-------- Source extract --------

She has exhibited her work at Studio Museum in Harlem, Bronx Museum, Queens Museum, BRIC Art Gallery, Weeksville Heritage Museum, Smack Mellon Gallery, Vox Populi Gallery, TOPAZ Arts, Schomburg Center for Research in Black Culture, The Leroy Neiman Gallery, etc.

Selected residencies, fellowships and honors include: Keyholder Residency at Lower East Side Print Studio (2015), Commissioned Artist, Triple Canopy Commissions at New York Public Library Labs (2015), Artadia: The Fund for Art and Dialogue Grant (2015), A.I.R. Gallery Fellowship, Queens Museum Jerome Emerging Artist Fellowship (2015), Process Space Lower Manhattan Cultural Council Residency (2015), Artist in the Marketplace – Bronx Museum Participant (2015), Art Matters Grantee (2014), Rema Hort Mann Foundation Grantee (2014), New Museum R&D: Choreography Seminar Participant (2014), Vermont Studio Center Residency (2014), Working Classroom Teaching Artist (2014), The Center for Book Arts Residency (2013), The Laundromat Project Fellow (2013), Visual Artist Network Exhibition Residency (2013), Visual Artist Network Community Fund Expansion Grantee (2013), Center for Photography at Woodstock Residency Juror (2013), STEP UP Emerging Artist Awardee (2012) and Center for Photography at Woodstock Residency (2012).

--------

◆ What to do:
Copy out the artist's exhibition and honors text word for word, in full. Rely only on the text when working through what follows.

-------- Listed records --------

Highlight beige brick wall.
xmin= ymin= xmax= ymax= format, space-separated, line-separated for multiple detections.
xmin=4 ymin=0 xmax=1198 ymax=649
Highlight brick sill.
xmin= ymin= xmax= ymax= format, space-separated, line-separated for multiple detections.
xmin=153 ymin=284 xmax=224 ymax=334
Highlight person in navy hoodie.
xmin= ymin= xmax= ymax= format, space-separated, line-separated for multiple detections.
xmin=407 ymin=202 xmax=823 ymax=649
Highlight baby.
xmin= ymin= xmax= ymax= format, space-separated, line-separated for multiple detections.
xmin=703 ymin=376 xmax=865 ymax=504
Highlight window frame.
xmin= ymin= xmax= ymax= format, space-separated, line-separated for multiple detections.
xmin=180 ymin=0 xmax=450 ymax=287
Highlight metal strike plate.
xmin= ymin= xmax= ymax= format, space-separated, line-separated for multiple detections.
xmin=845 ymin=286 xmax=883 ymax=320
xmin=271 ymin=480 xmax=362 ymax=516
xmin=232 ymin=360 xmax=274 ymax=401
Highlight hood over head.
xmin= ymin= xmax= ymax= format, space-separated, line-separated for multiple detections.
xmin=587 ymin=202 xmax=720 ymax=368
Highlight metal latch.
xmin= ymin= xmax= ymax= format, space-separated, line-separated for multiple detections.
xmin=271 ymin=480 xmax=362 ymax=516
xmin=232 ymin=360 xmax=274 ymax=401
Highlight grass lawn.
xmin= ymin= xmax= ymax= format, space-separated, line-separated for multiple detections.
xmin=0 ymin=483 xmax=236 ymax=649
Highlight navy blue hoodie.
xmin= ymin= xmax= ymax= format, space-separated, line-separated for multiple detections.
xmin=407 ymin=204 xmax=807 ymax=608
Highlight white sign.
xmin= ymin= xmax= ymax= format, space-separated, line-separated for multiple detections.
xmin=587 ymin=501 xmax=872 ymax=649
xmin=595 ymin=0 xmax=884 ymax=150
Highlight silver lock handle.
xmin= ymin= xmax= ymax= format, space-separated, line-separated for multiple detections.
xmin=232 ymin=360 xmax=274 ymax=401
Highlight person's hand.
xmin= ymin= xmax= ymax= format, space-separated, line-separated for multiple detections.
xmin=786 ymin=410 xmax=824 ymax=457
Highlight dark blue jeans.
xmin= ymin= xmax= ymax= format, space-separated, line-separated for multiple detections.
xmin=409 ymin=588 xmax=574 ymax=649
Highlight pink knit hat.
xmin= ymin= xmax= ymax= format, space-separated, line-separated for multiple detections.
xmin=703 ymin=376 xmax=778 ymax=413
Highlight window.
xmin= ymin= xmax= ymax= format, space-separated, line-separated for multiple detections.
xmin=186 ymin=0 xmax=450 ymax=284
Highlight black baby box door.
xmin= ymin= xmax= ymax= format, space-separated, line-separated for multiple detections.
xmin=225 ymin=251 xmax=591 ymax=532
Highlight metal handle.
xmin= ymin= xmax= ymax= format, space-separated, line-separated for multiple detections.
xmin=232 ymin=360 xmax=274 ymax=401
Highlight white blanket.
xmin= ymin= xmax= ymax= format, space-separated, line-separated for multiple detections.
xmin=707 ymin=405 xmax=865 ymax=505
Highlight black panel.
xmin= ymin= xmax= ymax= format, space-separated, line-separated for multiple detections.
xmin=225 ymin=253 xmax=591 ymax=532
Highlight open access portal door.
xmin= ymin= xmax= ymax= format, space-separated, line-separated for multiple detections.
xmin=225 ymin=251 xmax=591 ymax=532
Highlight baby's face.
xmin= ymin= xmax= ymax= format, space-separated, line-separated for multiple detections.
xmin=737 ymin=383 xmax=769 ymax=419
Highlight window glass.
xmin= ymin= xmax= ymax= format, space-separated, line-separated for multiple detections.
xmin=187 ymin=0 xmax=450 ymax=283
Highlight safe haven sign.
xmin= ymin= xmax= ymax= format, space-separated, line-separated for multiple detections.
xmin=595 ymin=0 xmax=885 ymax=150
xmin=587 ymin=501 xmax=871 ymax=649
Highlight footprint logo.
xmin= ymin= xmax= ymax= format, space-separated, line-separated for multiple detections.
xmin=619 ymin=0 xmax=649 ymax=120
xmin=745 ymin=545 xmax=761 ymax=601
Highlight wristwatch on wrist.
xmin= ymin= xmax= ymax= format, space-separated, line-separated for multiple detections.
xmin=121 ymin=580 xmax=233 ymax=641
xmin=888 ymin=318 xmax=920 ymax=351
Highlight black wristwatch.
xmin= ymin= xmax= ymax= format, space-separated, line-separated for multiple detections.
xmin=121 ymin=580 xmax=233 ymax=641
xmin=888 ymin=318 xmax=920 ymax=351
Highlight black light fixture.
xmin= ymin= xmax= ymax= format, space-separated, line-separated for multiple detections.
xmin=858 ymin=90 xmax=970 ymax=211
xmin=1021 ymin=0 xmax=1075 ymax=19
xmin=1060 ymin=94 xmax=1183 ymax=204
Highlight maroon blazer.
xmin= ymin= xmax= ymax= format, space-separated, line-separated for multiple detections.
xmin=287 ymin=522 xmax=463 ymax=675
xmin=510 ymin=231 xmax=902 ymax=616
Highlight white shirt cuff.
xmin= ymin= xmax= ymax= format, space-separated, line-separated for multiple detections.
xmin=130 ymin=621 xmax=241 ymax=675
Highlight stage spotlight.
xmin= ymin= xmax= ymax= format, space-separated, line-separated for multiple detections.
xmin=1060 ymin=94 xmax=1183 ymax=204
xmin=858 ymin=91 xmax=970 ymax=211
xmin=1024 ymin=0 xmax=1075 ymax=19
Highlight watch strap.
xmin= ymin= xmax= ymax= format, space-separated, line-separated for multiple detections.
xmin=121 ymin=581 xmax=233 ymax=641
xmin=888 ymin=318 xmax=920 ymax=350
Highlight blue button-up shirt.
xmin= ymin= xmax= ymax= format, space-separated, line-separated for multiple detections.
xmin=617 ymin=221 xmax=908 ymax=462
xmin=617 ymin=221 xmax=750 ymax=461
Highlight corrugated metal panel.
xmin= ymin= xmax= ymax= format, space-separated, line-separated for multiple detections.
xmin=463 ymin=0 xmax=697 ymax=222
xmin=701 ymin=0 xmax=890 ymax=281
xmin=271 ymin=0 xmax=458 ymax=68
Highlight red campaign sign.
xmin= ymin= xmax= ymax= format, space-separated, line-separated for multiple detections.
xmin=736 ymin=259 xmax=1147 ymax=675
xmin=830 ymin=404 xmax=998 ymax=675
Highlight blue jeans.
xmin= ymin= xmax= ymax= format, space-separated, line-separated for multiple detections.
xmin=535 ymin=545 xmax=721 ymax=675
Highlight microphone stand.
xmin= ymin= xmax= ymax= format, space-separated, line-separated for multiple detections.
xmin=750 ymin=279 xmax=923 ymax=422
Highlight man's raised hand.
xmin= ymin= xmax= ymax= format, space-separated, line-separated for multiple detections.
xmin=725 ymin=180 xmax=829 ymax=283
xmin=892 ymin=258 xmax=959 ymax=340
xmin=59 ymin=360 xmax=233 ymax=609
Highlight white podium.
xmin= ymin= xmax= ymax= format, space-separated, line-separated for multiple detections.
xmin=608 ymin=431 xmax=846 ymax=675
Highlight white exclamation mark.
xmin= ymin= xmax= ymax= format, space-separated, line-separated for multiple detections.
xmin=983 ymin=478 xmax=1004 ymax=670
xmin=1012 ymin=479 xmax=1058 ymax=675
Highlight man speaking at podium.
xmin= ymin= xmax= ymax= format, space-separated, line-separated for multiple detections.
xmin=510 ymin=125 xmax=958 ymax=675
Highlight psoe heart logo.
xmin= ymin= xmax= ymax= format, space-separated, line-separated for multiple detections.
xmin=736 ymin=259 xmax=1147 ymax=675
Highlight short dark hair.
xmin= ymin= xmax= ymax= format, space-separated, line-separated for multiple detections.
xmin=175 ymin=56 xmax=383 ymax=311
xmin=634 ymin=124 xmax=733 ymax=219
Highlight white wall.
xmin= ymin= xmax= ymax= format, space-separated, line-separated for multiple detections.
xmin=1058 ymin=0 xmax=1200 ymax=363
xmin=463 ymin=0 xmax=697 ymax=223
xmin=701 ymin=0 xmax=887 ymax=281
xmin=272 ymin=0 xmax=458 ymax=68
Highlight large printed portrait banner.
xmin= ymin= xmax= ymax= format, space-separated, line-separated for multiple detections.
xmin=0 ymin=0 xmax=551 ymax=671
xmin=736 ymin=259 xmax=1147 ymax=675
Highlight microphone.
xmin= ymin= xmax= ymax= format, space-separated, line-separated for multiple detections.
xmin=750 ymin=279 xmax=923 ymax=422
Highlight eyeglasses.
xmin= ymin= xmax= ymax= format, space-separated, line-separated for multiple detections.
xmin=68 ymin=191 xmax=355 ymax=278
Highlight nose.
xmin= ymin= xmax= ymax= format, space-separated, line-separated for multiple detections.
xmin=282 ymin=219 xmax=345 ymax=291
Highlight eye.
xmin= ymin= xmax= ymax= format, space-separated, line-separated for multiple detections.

--------

◆ Exercise result:
She has exhibited her work at Studio Museum in Harlem, Bronx Museum, Queens Museum, BRIC Art Gallery, Weeksville Heritage Museum, Smack Mellon Gallery, Vox Populi Gallery, TOPAZ Arts, Schomburg Center for Research in Black Culture, The Leroy Neiman Gallery, etc.

Selected residencies, fellowships and honors include: Keyholder Residency at Lower East Side Print Studio (2015), Commissioned Artist, Triple Canopy Commissions at New York Public Library Labs (2015), Artadia: The Fund for Art and Dialogue Grant (2015), A.I.R. Gallery Fellowship, Queens Museum Jerome Emerging Artist Fellowship (2015), Process Space Lower Manhattan Cultural Council Residency (2015), Artist in the Marketplace – Bronx Museum Participant (2015), Art Matters Grantee (2014), Rema Hort Mann Foundation Grantee (2014), New Museum R&D: Choreography Seminar Participant (2014), Vermont Studio Center Residency (2014), Working Classroom Teaching Artist (2014), The Center for Book Arts Residency (2013), The Laundromat Project Fellow (2013), Visual Artist Network Exhibition Residency (2013), Visual Artist Network Community Fund Expansion Grantee (2013), Center for Photography at Woodstock Residency Juror (2013), STEP UP Emerging Artist Awardee (2012) and Center for Photography at Woodstock Residency (2012).